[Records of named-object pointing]
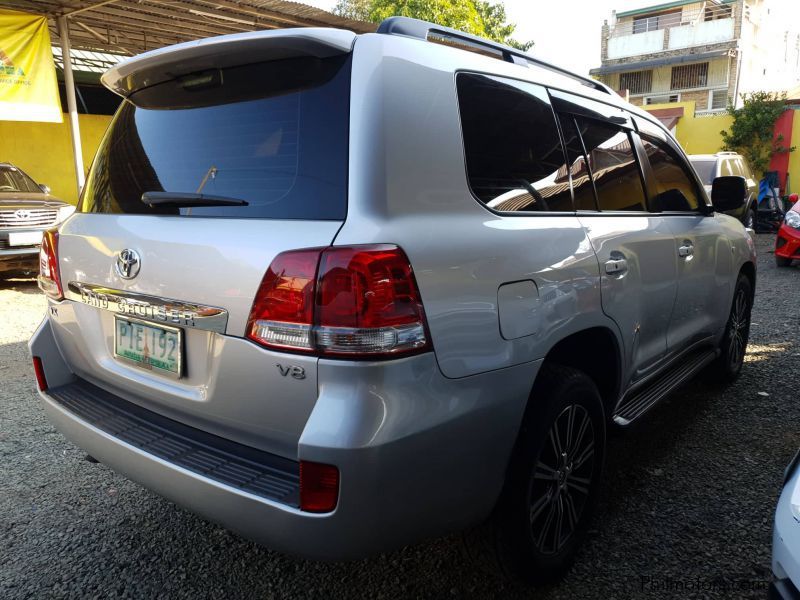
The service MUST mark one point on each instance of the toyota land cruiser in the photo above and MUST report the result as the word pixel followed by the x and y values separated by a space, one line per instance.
pixel 341 293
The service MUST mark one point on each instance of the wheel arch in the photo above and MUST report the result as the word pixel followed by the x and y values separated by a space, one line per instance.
pixel 748 269
pixel 595 351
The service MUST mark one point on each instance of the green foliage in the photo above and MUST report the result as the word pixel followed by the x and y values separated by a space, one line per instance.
pixel 358 10
pixel 751 133
pixel 478 17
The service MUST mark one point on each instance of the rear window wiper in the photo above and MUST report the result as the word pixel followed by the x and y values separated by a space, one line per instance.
pixel 185 200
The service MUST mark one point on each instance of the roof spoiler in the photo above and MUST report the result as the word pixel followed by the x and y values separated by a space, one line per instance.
pixel 165 64
pixel 424 30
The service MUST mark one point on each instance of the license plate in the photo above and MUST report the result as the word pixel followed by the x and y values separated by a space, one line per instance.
pixel 25 238
pixel 149 347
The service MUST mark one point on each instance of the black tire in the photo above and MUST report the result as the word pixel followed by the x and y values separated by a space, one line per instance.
pixel 552 485
pixel 728 365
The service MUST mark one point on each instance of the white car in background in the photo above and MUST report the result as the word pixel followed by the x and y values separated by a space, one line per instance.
pixel 786 537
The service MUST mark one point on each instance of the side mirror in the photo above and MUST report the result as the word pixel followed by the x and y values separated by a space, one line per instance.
pixel 728 193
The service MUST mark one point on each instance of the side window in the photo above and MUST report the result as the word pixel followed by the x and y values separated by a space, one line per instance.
pixel 675 190
pixel 514 157
pixel 582 190
pixel 613 165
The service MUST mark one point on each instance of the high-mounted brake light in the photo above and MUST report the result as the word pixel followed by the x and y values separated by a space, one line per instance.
pixel 348 301
pixel 49 275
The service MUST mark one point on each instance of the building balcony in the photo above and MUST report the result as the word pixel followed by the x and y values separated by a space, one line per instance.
pixel 690 26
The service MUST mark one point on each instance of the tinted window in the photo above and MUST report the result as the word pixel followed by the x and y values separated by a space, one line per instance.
pixel 273 134
pixel 582 190
pixel 705 170
pixel 513 152
pixel 675 191
pixel 14 180
pixel 613 165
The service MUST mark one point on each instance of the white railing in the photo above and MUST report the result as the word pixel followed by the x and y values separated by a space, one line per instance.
pixel 706 12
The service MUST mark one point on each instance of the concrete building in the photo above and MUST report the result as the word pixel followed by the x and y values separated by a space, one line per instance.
pixel 706 52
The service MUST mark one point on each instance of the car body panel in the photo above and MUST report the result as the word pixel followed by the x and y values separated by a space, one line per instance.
pixel 704 279
pixel 786 534
pixel 422 442
pixel 787 240
pixel 394 444
pixel 231 387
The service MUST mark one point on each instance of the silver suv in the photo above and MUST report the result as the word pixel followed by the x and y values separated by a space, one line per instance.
pixel 341 293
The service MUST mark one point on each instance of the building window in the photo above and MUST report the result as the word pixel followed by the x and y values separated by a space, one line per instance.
pixel 654 22
pixel 662 99
pixel 718 100
pixel 636 82
pixel 689 76
pixel 714 11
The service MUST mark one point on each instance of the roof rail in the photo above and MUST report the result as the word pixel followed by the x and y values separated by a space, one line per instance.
pixel 424 30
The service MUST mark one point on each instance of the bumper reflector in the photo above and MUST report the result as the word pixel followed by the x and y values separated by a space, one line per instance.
pixel 319 487
pixel 41 381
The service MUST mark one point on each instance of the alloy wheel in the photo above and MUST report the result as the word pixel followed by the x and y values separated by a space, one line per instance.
pixel 739 326
pixel 562 479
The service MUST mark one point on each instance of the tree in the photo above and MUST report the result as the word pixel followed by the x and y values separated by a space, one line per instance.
pixel 751 133
pixel 478 17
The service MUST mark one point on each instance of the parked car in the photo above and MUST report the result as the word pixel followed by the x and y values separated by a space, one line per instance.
pixel 384 294
pixel 711 166
pixel 786 537
pixel 787 240
pixel 26 210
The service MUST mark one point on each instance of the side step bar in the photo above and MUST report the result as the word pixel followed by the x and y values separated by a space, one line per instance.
pixel 640 399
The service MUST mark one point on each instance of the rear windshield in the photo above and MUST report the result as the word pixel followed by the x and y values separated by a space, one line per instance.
pixel 705 170
pixel 272 134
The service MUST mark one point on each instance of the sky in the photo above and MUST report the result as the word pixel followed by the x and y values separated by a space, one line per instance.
pixel 567 32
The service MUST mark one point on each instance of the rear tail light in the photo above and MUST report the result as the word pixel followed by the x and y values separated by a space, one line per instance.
pixel 38 369
pixel 319 487
pixel 350 301
pixel 49 276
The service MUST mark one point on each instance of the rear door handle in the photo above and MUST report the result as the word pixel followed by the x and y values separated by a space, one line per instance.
pixel 616 266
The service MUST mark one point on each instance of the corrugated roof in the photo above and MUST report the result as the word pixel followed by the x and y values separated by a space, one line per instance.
pixel 129 27
pixel 662 7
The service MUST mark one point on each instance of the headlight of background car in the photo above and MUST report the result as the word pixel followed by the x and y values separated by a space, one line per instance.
pixel 66 211
pixel 793 219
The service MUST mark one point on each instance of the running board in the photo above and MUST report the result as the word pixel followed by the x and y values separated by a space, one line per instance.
pixel 640 399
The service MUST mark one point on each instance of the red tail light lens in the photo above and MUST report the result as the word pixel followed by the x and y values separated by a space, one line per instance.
pixel 319 487
pixel 368 302
pixel 283 311
pixel 353 301
pixel 38 369
pixel 49 276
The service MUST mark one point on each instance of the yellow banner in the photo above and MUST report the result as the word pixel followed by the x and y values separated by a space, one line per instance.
pixel 28 85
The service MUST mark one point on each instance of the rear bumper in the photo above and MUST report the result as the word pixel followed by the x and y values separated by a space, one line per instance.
pixel 786 544
pixel 412 465
pixel 787 242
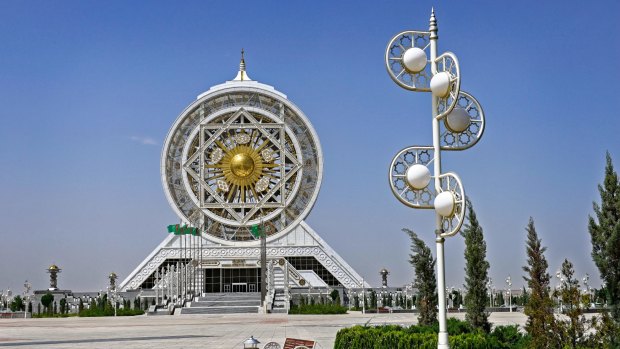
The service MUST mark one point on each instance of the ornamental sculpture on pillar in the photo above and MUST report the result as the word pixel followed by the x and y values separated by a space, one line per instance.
pixel 53 270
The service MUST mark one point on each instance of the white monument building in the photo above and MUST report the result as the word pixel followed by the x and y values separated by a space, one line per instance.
pixel 239 160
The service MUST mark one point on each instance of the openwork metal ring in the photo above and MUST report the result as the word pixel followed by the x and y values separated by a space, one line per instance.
pixel 453 140
pixel 396 48
pixel 416 198
pixel 450 226
pixel 448 63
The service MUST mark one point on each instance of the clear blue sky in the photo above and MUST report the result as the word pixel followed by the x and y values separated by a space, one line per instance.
pixel 89 90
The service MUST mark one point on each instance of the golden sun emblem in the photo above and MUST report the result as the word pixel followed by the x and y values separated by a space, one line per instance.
pixel 243 171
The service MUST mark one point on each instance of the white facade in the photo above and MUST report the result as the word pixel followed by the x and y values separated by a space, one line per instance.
pixel 276 191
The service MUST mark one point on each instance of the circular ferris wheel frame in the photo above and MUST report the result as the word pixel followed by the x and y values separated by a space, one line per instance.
pixel 269 118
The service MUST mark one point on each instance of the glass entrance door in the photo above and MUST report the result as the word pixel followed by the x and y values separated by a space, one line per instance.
pixel 232 280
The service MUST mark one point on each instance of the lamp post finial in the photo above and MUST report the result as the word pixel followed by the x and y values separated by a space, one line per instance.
pixel 433 24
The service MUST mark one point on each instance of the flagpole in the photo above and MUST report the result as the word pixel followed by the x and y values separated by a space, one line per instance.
pixel 263 264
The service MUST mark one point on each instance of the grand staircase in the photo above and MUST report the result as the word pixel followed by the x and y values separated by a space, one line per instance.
pixel 224 303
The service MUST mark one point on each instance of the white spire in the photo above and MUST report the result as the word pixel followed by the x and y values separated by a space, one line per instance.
pixel 433 24
pixel 242 75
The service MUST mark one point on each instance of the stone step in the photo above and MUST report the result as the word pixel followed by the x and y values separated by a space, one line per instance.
pixel 226 303
pixel 220 310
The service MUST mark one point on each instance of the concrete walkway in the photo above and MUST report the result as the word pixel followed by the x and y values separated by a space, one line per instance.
pixel 195 331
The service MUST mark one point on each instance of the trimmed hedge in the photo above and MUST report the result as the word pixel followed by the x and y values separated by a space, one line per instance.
pixel 462 335
pixel 95 312
pixel 318 309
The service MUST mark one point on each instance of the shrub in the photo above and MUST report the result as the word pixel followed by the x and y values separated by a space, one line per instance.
pixel 318 309
pixel 462 335
pixel 96 312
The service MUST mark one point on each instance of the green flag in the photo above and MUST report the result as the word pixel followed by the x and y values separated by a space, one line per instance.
pixel 256 230
pixel 178 230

WHAT TO DO — Recast the lines between the one holding "of the golden" and the one holding "pixel 243 171", inclusive, as a JSON list of strings, with one string for each line and blank lines omitted.

EXERCISE OUTPUT —
[
  "The service MUST mark one point on each instance of the golden sun emblem in the photo above and MUST report the result as the word pixel followed by the x and y values separated by a space, one line per instance.",
  "pixel 243 171"
]